*** RECORDS FOR THE TASK ***

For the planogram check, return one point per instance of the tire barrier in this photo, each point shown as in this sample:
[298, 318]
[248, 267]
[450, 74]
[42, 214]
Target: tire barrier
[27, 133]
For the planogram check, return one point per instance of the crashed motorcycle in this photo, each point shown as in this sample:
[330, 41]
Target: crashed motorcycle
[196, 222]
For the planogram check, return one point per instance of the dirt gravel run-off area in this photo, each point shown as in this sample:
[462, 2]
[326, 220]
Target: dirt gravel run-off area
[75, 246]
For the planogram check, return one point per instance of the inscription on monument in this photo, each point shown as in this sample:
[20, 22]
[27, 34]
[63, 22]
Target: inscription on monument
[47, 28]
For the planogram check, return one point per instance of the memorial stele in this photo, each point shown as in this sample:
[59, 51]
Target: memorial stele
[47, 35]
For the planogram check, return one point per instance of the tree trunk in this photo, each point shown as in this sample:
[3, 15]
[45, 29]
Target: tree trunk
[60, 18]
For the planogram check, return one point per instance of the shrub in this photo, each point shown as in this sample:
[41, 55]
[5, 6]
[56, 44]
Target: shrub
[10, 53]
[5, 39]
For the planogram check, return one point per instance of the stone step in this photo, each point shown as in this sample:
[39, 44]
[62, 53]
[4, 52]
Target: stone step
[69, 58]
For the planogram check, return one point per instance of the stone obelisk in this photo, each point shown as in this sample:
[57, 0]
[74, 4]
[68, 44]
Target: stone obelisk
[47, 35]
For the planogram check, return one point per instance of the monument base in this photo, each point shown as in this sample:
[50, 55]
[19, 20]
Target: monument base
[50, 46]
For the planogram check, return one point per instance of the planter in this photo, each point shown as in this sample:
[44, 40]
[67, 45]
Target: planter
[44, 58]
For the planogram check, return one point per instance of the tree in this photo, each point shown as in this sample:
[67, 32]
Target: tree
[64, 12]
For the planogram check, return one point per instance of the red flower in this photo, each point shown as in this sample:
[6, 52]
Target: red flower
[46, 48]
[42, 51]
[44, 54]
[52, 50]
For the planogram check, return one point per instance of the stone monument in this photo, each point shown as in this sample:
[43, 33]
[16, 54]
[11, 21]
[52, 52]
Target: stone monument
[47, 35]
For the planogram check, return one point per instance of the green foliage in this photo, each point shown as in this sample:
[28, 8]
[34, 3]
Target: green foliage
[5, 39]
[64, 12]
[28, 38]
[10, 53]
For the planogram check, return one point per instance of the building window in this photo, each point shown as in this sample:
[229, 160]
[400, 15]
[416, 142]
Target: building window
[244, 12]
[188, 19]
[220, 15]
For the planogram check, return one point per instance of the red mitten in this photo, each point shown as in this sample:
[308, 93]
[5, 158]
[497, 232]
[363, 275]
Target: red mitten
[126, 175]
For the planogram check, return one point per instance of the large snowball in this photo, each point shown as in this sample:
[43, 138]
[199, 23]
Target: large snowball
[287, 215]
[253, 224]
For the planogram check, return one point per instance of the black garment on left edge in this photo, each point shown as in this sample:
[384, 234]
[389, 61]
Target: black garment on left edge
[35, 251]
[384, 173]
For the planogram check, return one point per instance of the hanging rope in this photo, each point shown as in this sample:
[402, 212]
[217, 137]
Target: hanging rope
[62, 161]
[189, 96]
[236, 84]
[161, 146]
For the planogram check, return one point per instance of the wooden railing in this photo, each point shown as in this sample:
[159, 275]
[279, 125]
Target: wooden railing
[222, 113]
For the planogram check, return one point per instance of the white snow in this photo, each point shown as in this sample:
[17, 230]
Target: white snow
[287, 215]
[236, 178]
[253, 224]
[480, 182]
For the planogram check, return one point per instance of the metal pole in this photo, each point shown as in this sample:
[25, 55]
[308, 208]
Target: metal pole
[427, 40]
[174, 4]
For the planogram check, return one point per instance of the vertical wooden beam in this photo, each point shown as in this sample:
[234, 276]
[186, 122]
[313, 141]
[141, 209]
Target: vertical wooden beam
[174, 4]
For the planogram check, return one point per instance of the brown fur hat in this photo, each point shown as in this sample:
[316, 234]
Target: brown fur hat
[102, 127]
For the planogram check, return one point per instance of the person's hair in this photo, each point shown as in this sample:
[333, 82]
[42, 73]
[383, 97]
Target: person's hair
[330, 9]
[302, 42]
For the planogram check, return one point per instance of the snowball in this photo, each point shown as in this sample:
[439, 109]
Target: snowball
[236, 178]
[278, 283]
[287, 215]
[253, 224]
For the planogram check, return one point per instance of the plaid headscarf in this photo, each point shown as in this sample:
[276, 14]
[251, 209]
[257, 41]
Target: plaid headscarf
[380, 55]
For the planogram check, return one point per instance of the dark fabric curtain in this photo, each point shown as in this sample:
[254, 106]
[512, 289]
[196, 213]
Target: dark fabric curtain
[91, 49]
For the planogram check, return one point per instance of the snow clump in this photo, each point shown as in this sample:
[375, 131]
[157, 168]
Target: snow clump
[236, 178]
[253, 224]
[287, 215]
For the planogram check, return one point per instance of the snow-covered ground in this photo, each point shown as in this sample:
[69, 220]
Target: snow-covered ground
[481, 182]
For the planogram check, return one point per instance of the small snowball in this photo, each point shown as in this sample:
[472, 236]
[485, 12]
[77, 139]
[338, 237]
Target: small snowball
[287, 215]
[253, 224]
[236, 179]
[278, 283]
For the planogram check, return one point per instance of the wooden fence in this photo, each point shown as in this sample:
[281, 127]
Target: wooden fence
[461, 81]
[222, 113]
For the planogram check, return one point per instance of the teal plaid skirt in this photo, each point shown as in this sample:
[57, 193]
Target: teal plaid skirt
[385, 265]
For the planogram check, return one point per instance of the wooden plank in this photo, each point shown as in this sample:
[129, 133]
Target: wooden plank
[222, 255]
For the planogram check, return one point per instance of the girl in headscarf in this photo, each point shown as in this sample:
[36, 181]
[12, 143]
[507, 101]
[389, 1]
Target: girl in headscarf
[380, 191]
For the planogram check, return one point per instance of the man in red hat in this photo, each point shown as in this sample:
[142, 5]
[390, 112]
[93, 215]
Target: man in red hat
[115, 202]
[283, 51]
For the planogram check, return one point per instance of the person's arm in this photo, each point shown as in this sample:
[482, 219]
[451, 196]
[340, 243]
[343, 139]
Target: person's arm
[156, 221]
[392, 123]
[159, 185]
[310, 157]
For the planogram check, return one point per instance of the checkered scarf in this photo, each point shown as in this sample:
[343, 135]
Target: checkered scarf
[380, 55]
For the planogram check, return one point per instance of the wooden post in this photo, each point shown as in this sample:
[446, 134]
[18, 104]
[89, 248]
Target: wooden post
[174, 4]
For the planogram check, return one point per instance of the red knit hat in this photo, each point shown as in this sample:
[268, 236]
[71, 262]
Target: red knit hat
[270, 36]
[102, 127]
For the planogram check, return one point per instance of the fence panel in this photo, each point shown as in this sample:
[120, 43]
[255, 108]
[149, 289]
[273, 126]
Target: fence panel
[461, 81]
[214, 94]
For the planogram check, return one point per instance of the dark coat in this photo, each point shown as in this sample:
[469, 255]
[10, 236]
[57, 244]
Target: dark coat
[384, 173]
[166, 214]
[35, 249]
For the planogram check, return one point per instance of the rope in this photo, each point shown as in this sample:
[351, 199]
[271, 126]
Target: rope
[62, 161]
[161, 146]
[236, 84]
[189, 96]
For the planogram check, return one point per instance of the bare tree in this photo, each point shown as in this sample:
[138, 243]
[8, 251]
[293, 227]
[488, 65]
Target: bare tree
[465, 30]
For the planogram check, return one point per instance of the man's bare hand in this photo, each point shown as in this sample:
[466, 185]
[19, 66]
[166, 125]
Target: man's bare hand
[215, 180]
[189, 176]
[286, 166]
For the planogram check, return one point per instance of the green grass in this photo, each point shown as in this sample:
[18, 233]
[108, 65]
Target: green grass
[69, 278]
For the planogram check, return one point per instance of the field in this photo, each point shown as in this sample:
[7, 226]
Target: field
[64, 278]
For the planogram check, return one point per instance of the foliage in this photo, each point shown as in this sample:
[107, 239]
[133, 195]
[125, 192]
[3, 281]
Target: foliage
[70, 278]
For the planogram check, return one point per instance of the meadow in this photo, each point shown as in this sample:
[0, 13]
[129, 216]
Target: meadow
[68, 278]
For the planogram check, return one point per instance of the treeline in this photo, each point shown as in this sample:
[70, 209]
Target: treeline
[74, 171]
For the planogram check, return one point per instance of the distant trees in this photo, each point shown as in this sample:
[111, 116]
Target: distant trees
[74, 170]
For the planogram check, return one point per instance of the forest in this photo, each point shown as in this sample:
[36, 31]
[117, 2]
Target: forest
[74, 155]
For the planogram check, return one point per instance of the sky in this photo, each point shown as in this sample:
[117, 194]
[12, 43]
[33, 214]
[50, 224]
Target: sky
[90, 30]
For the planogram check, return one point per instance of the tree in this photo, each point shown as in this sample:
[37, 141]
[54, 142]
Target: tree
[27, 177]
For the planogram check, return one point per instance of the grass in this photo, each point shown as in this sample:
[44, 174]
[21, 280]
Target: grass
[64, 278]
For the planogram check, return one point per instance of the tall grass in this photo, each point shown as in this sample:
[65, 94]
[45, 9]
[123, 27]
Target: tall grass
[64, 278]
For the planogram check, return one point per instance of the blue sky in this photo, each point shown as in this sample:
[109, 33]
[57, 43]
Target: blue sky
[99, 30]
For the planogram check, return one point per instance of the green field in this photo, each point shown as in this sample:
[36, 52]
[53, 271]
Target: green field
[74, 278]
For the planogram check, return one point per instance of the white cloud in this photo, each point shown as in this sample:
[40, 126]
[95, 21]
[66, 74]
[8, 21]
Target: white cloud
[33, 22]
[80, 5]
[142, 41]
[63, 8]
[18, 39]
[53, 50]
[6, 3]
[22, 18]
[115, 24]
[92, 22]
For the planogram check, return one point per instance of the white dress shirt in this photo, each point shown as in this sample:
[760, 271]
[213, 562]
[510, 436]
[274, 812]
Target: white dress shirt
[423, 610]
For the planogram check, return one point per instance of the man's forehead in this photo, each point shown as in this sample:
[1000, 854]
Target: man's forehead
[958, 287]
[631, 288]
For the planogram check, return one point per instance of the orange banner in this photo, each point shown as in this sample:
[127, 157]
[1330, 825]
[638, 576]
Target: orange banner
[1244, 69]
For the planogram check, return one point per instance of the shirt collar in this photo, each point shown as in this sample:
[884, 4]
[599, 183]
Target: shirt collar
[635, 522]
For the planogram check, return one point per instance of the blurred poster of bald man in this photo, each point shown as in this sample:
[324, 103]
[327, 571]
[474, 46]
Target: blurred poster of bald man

***

THE TASK ::
Extract from the data every line where "bald" shows up.

COMPLETED EXERCISE ::
For the planogram check, return one point per instance of the blurred poster of bald man in this photo, each point shown as in this sample:
Target: blurred poster of bald man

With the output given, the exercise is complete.